• **Exercise directions**: What do the lines from the one containing "Given the photograph above, the pointer locates the lips" through the end of the listing below say? Restate them word for word and give nothing else.

• **Provided records**:
━━━━━━━━━━

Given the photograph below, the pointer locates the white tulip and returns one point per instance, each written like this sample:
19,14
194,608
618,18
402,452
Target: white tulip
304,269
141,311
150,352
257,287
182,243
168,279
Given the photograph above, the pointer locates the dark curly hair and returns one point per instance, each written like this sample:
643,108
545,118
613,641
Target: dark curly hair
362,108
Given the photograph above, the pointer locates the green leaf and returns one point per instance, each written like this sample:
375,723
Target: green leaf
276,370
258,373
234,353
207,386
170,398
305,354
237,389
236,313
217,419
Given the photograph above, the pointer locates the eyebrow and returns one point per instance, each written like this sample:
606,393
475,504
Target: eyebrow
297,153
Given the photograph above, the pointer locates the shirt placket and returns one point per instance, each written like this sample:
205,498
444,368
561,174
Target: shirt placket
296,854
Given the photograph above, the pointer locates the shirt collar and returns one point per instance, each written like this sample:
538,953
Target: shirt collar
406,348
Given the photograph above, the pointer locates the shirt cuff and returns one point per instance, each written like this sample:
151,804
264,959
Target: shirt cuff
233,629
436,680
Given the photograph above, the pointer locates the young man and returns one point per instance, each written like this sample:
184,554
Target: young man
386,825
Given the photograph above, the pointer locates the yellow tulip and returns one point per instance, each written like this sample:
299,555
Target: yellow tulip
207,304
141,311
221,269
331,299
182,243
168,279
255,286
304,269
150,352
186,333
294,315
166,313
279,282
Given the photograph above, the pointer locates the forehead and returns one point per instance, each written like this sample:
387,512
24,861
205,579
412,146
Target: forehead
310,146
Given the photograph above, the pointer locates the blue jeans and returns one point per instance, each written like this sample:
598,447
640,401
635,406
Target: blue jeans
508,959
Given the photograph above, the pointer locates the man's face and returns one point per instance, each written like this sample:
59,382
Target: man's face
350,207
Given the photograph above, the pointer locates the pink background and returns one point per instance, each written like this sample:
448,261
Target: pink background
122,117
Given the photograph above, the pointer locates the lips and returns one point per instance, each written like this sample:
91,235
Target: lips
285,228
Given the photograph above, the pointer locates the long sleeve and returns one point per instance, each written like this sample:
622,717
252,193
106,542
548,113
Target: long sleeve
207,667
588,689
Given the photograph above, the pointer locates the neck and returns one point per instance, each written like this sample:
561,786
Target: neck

━━━━━━━━━━

• **Answer to this exercise**:
Given the photograph above, the pointer locates the lips and returns one point per instance, each written like this sample:
91,235
Target: lips
285,228
Given the photograph above, the pointer locates the long sleeve and returns one point per instance, each written like this sample:
622,717
252,193
106,542
548,113
Target: long sleeve
207,667
588,689
Given the photograph above, the pointer locates the neck and returns one point per instance, each written like this sample:
561,786
Target: neck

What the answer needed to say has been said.